Using the information:
• a. Translate this sentence from the thread on struct.unpack into Spanish: "Nobody has requested any changes to iter_unpack()."
• b. In the thread on struct.unpack below, what is the CornuCopyBuffer class said to wrap?

What is behavior of unpack_from(fp, offset=120)?
I don't know. What does the "offset" parameter do, and who requested it? I didn't, and neither did the OP Drew Warwick. James Edwards wrote that he too uses a similar function in production, one which originally did support file seeking, but they took it out. If you are suggesting an offset parameter to the unpack() function, it is up to you to propose what meaning it will have and justify why it should be part of unpack's API. Until then, YAGNI.
Should iter_unpack() read the whole buffer from file into a memory before emitting a first value?
Nobody has requested any changes to iter_unpack(). -- Steve

On 26Dec2018 12:18, Andrew Svetlov <andrew.svetlov@gmail.com> wrote:
Oh, it is better than that. At the low level, even blocking streams can return short reads - particularly serial streams like ttys and TCP connections.
And this is why I, personally, think augumenting struct.unpack and json.read and a myriad of other arbitrary methods to accept both file-like things and bytes is an open ended can of worms. And it is why I wrote myself my CornuCopyBuffer class (see my other post in this thread). Its entire purpose is to wrap an iterable of bytes-like objects and do all that work via convenient methods. And which has factory methods to make these from files or other common things. Given a CornuCopyBuffer `bfr`: S = struct('spec-here...') sbuf = bfr.take(S.size) result = S.unpack(sbuf) Under the covers `bfr` take care of short "reads" (iteraion values) etc in the underlying iterable. The return from .take is typically a memoryview from `bfr`'s internal buffer - it is _always_ exactly `size` bytes long if you don't pass short_ok=True, or it raises an exception. And so on. The point here is: make a class to get what you actually need, and _don't_ stuff variable and hard to agree on extra semantics inside multiple basic utility classes like struct. For myself, the CornuCopyBuffer is now my universal interface to byte streams (binary files, TCP connections, whatever) which need binary parsing, and it has the methods and internal logic to provide that, including presenting a simple read only file-like interface with read and seek-forward, should I need to pass it to a file-expecting object. Do it _once_, and don't megacomplicatise all the existing utility classes. Cheers, Cameron Simpson <cs@cskk.id.au>

And this is why I, personally, think augumenting struct.unpack and json.read and a myriad of other arbitrary methods to accept both file-like things and bytes is an open ended can of worms.
And it is why I wrote myself my CornuCopyBuffer class (see my other post in this thread).

Supplied information:

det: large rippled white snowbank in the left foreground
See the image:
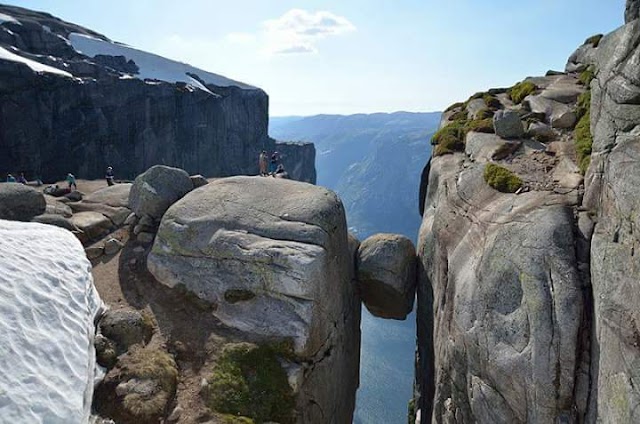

Expected outputs:
• a. Nadie ha solicitado ningún cambio en iter_unpack().

• b. An iterable of bytes-like objects.